> [EXERCISE PROMPT]
Can you write out the listing below again with each "instance" replaced by "occurrence", keeping every other part the same and leaving out the pictures?

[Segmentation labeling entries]
##########

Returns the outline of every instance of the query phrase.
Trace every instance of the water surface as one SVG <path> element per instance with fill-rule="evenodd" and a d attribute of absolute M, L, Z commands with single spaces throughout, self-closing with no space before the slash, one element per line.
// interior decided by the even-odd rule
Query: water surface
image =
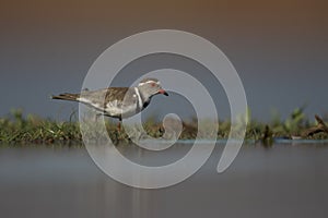
<path fill-rule="evenodd" d="M 141 164 L 175 161 L 188 152 L 120 152 Z M 104 174 L 85 148 L 0 148 L 1 217 L 326 217 L 328 144 L 243 146 L 233 165 L 215 169 L 223 146 L 191 178 L 140 190 Z M 156 161 L 155 161 L 156 160 Z"/>

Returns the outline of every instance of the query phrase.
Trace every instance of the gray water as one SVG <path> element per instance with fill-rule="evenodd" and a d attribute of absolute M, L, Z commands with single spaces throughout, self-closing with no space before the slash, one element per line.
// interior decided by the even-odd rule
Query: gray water
<path fill-rule="evenodd" d="M 175 146 L 153 158 L 174 161 L 189 147 Z M 161 190 L 112 180 L 83 147 L 0 148 L 0 217 L 328 216 L 328 144 L 243 146 L 218 174 L 222 148 L 218 145 L 191 178 Z M 125 154 L 136 152 L 129 149 L 120 147 Z"/>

##########

> [ANSWER TO THE EXERCISE]
Returns the outline of every occurrence of the query phrase.
Trace every occurrence of the water surface as one SVG <path> element per occurrence with fill-rule="evenodd" and a d attribute of absolute M, L, Z commands with single spaces throughout, self-closing with no space before the slash, one element per line.
// interior decided by the even-odd rule
Query: water surface
image =
<path fill-rule="evenodd" d="M 141 164 L 175 161 L 188 152 L 120 152 Z M 104 174 L 85 148 L 0 148 L 1 217 L 326 217 L 328 144 L 243 146 L 233 165 L 215 169 L 223 146 L 191 178 L 140 190 Z M 156 161 L 155 161 L 156 160 Z"/>

Returns the outline of every occurrence of the query phrase.
Trace every occurrence of the gray water as one SVG <path> element per occurrence with fill-rule="evenodd" and a d attribute of absolute M, L, Z commands with single spaces throughout, self-closing with no space before the slash, one element per line.
// interior decided by the even-odd rule
Query: gray water
<path fill-rule="evenodd" d="M 175 146 L 153 158 L 174 161 L 189 147 Z M 161 190 L 112 180 L 83 147 L 0 148 L 0 217 L 328 216 L 328 144 L 243 146 L 218 174 L 222 148 L 218 145 L 191 178 Z M 125 154 L 136 152 L 129 149 L 120 147 Z"/>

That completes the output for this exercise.